▸ **What you have to do**
Pull out every line below containing the word "like".

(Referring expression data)
++++

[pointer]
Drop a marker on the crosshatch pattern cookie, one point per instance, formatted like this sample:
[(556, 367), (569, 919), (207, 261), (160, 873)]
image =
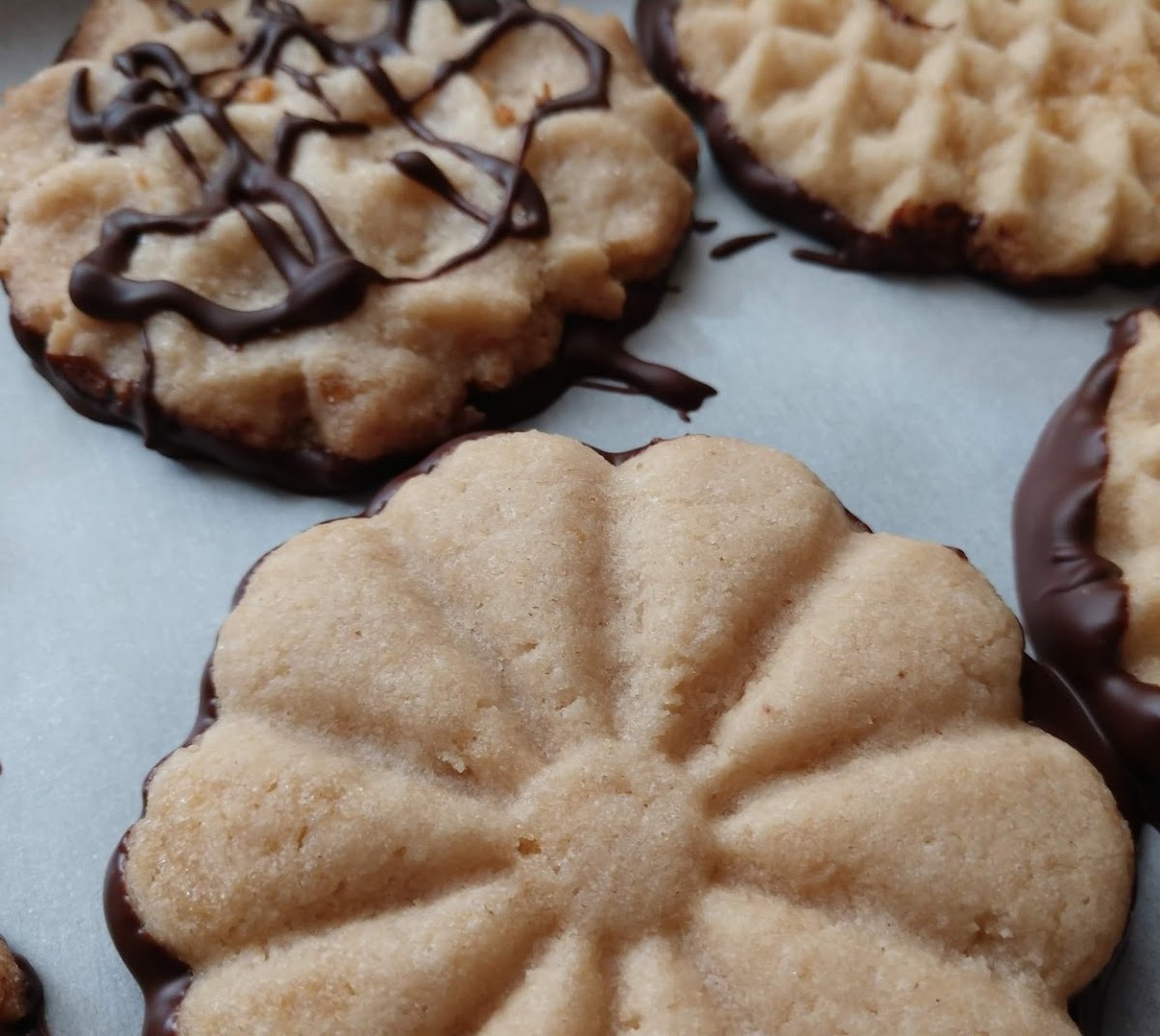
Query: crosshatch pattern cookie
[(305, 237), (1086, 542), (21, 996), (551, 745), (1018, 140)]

++++

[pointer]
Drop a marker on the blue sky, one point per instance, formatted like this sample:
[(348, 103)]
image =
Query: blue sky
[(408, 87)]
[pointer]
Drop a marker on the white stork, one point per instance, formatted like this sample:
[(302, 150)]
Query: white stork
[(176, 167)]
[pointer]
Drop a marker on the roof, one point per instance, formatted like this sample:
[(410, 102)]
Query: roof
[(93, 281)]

++++

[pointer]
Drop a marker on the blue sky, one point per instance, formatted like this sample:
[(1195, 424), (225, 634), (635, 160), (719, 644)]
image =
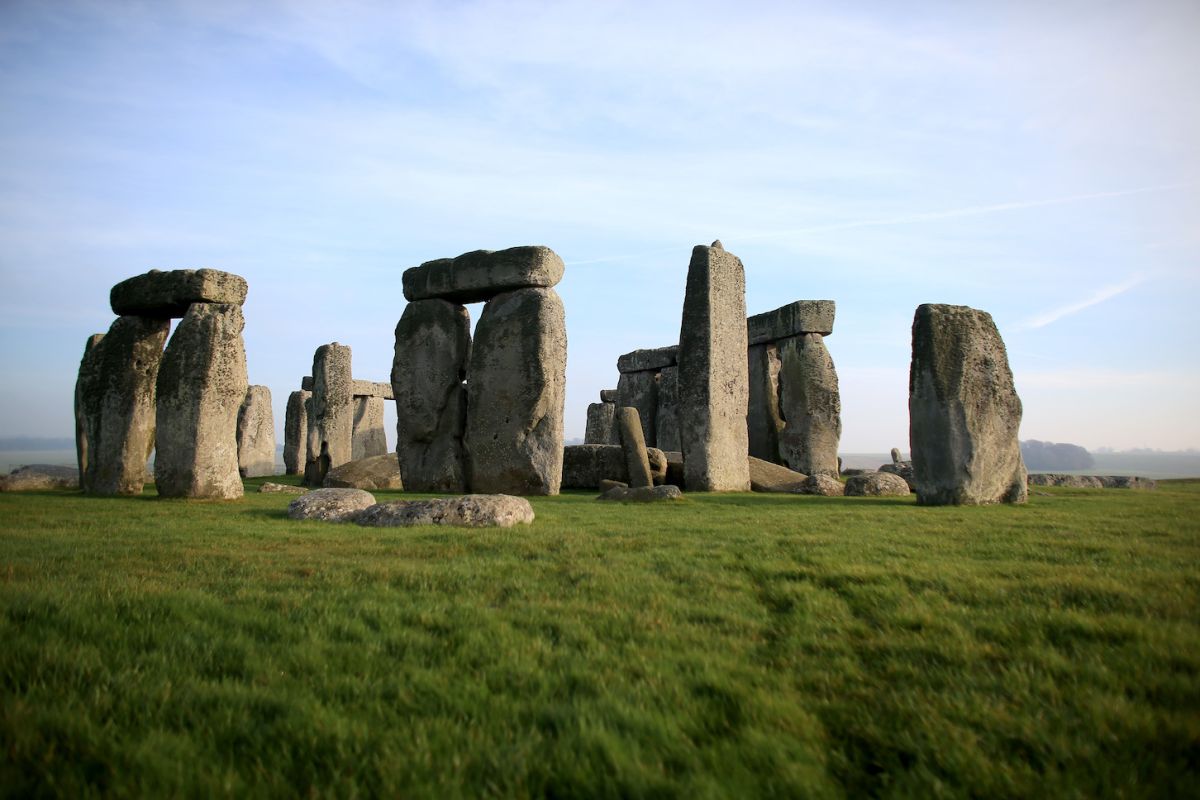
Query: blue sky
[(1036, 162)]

++++

▸ **Problem solution**
Drop a marker on the crosshatch pattern cookie, one point per instance, formatted like this sample:
Drop a marker on the blue sky, one point per instance, formatted like this sample:
Drop a marker on the white stork, one point per instance, formatted like this sample:
Drop a marker on the roof, one point per instance, formatted like this sample:
Drop a marker on the blue sky, one point per instance, formatted like this sample:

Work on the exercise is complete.